------ Exercise data ------
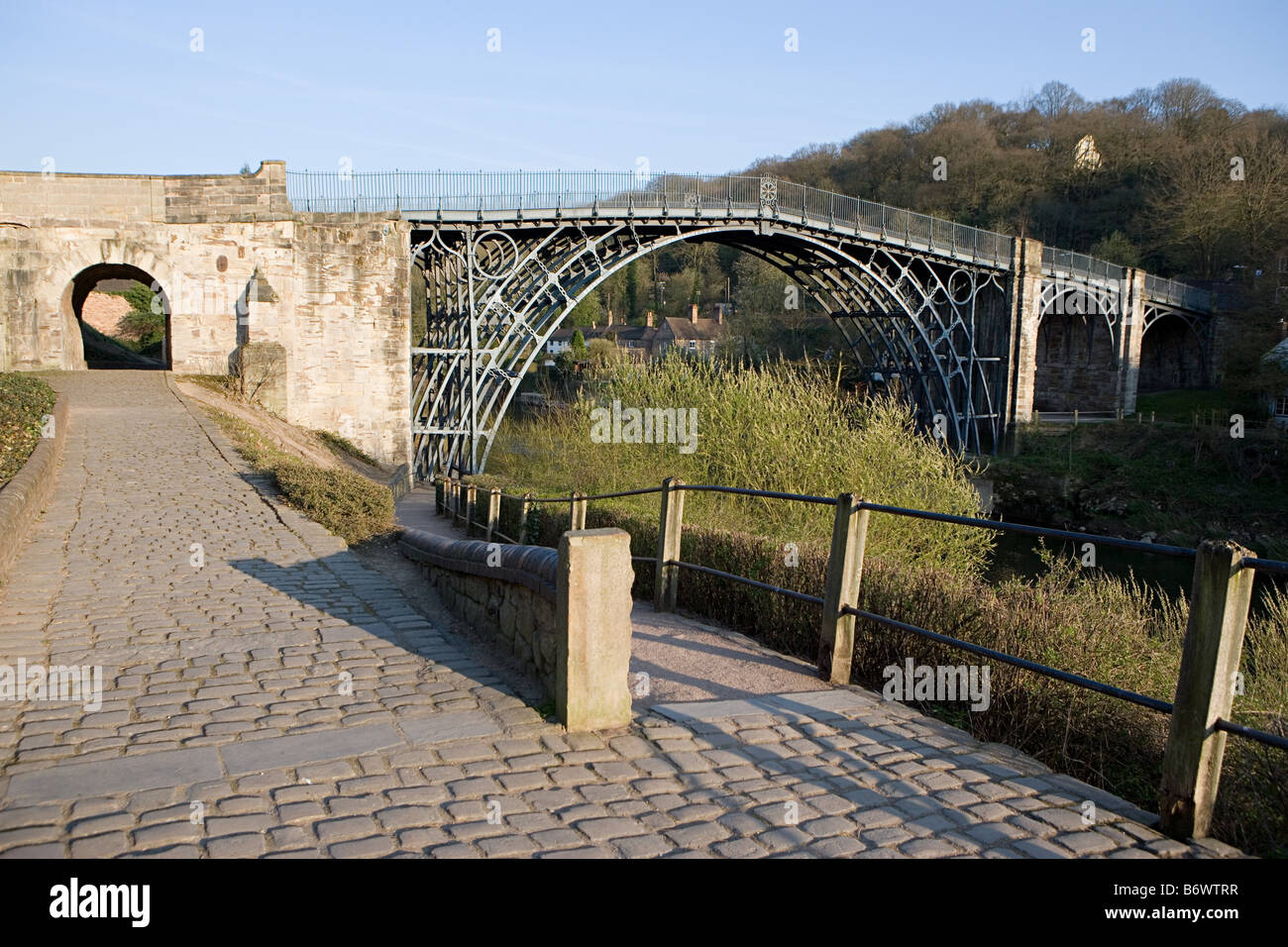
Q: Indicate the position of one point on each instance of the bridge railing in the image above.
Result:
(1179, 294)
(1056, 262)
(1220, 600)
(433, 192)
(454, 192)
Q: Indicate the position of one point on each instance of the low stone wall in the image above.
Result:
(25, 496)
(513, 598)
(566, 615)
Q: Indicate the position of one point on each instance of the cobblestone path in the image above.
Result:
(277, 697)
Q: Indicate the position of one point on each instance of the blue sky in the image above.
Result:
(106, 86)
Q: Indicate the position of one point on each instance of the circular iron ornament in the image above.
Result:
(957, 278)
(510, 268)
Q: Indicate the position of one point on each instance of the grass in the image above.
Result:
(347, 446)
(781, 427)
(1180, 406)
(343, 501)
(776, 429)
(24, 401)
(1181, 483)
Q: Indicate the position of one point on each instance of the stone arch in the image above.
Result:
(1076, 363)
(82, 282)
(1172, 355)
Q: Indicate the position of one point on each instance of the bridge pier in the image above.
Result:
(1025, 300)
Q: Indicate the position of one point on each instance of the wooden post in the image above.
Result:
(666, 578)
(524, 512)
(1205, 688)
(844, 574)
(471, 496)
(493, 512)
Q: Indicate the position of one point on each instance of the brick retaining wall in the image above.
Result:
(24, 497)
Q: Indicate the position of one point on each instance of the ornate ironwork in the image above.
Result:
(505, 257)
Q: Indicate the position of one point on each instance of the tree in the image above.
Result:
(1117, 249)
(632, 292)
(145, 322)
(588, 311)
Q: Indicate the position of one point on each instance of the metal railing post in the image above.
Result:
(579, 512)
(524, 512)
(670, 525)
(1205, 686)
(493, 512)
(844, 575)
(471, 496)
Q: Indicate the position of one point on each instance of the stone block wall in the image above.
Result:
(507, 591)
(520, 621)
(339, 303)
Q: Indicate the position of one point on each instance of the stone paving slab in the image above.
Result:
(125, 774)
(282, 699)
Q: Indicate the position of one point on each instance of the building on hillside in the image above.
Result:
(1278, 403)
(696, 335)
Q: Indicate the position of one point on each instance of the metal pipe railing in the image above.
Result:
(845, 505)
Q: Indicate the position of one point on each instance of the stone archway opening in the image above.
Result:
(124, 316)
(1171, 357)
(1076, 367)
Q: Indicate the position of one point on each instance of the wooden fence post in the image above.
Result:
(1205, 688)
(493, 512)
(844, 575)
(524, 512)
(666, 578)
(471, 496)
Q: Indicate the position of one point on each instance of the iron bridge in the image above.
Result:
(506, 256)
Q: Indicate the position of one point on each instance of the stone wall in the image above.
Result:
(338, 300)
(104, 312)
(513, 599)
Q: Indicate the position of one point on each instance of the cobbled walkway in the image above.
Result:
(275, 697)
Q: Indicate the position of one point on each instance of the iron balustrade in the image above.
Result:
------
## What needs to be done
Write out the whole listing exactly as it appears, and omit the pictures.

## Solution for this problem
Q: Indicate the position of one point on each instance of the bridge railing in the image above.
Result:
(1179, 294)
(1056, 262)
(1220, 600)
(433, 192)
(454, 192)
Q: Indicate the position of one point on each instance of the low stone wall in the image above.
Result:
(25, 496)
(513, 598)
(566, 615)
Q: Indicate the position of one point on each instance of the cobblestone path in the image above.
Result:
(277, 697)
Q: Indicate the position of one point on each instance of the blue sky in the image above.
Result:
(106, 86)
Q: Indicate the position of one point on each instance of the circular iron ornament in the image above.
Result:
(957, 278)
(510, 268)
Q: Indicate the position of one point on each instance of the grass in the image above.
Result:
(347, 446)
(781, 427)
(1180, 406)
(343, 501)
(776, 429)
(24, 401)
(1181, 483)
Q: Indicate the position of one point on each instance of the stone arch in the image above.
Result:
(1076, 363)
(82, 282)
(1172, 355)
Q: Indicate the position of one point on each instance of the bridge pier in the image above.
Result:
(1025, 300)
Q: Indicate the position of one point on each instance of the wooden post in the image above.
Result:
(666, 578)
(524, 512)
(1205, 688)
(844, 574)
(471, 496)
(493, 512)
Q: Indicate the position of one point on each instance of the brick retaining wall in the image above.
Result:
(24, 497)
Q: Indicate the position of one point on each instance of the ornate ironwork in the image above.
Result:
(505, 257)
Q: Indicate the position of one point on each instance of the tree in the image above.
Result:
(1117, 249)
(632, 292)
(145, 322)
(588, 311)
Q: Indicate the position of one point on each instance of the metal railing post in the image above.
Result:
(579, 512)
(524, 512)
(670, 525)
(1205, 686)
(493, 512)
(844, 575)
(471, 496)
Q: Indicate the position of one point on each instance of the stone block wall in the image above.
Result:
(507, 591)
(520, 621)
(339, 303)
Q: Indicate the position of one point on each instance of the stone paving slab in the image above.
Result:
(125, 774)
(282, 699)
Q: Indicate the position of one point on each instance of the building on hillside in the image above.
Result:
(1278, 403)
(696, 335)
Q: Indicate the position of one point on each instance of the metal pipe railing in the image above.
Result:
(845, 505)
Q: Indicate the position of one point on each instance of the stone archway opening in the image above.
Result:
(124, 316)
(1171, 357)
(1076, 367)
Q: Indicate the position of one point on each instance of the wooden fence post in the image above.
Result:
(1205, 688)
(493, 512)
(844, 575)
(524, 512)
(666, 578)
(471, 496)
Q: Indicate the position of one point on each instance of the iron bridge in the image above.
Result:
(506, 256)
Q: Indicate the position of one point on each instance of the stone wall in the image above.
Result:
(338, 300)
(104, 312)
(513, 599)
Q: Indicate the position of one point on each instance of the cobbled walkway in the image above.
Result:
(275, 697)
Q: Indicate the position of one point on each instance of the iron balustrade in the image above.
Result:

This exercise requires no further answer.